Records.
## BEGIN

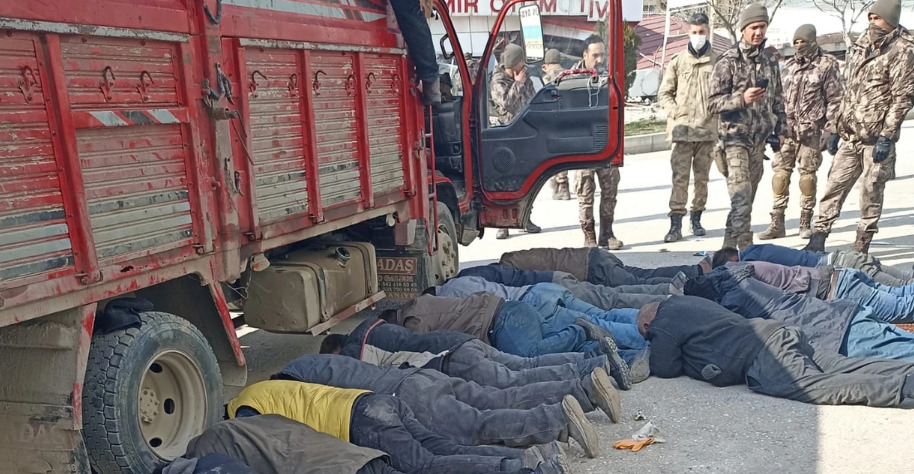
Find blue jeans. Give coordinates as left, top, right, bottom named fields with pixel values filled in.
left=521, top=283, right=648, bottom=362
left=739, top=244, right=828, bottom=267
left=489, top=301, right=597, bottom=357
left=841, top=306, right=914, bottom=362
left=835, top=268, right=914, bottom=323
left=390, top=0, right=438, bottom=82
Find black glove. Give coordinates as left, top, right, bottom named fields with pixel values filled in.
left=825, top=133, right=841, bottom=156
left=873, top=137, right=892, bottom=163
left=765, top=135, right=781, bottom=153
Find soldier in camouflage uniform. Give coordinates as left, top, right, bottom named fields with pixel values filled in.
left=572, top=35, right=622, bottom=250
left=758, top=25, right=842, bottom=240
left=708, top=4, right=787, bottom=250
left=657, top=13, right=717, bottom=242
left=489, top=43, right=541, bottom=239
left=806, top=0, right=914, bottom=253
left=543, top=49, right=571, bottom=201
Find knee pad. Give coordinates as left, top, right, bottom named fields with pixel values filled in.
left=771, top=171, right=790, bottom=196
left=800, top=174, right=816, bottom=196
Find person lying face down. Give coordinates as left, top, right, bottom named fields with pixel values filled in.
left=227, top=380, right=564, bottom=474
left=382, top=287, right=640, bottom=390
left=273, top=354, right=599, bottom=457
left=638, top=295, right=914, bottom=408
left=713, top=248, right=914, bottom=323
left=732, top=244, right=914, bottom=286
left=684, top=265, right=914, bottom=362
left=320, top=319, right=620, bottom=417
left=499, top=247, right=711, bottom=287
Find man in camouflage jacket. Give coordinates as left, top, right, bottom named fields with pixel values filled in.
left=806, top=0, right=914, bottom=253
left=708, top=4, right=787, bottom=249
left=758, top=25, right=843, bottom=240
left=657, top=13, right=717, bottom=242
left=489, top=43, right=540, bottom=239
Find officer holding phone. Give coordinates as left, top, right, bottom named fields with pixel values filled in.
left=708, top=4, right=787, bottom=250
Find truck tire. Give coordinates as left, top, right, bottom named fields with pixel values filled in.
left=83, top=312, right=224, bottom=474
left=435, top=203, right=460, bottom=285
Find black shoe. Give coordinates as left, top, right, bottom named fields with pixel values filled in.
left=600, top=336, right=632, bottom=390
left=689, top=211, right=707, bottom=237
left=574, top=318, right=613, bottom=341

## END
## BEGIN

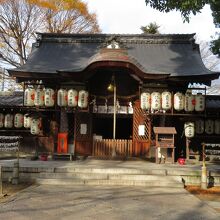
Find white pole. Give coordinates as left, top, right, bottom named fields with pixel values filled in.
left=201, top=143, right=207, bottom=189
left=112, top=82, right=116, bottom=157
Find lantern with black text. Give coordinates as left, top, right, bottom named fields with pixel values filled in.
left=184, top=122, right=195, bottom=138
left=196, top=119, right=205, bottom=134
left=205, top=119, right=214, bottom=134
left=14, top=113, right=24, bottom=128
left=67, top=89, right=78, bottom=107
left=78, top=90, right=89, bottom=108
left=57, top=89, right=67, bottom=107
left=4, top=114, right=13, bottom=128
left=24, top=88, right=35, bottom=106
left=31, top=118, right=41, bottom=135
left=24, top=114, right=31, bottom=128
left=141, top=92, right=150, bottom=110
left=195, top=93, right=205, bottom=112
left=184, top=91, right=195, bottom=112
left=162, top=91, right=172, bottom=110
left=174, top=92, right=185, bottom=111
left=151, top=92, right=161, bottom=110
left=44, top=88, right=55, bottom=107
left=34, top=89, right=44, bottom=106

## END

What needs to be done.
Reproduce the lines of the listing above without alteration, starting with the line containing "Find white pole." and continuing through the line containing "left=112, top=82, right=116, bottom=157", both included.

Answer for the task.
Find white pole. Give coordinates as left, top, right, bottom named fields with pixel values filled in.
left=201, top=143, right=207, bottom=189
left=112, top=82, right=116, bottom=157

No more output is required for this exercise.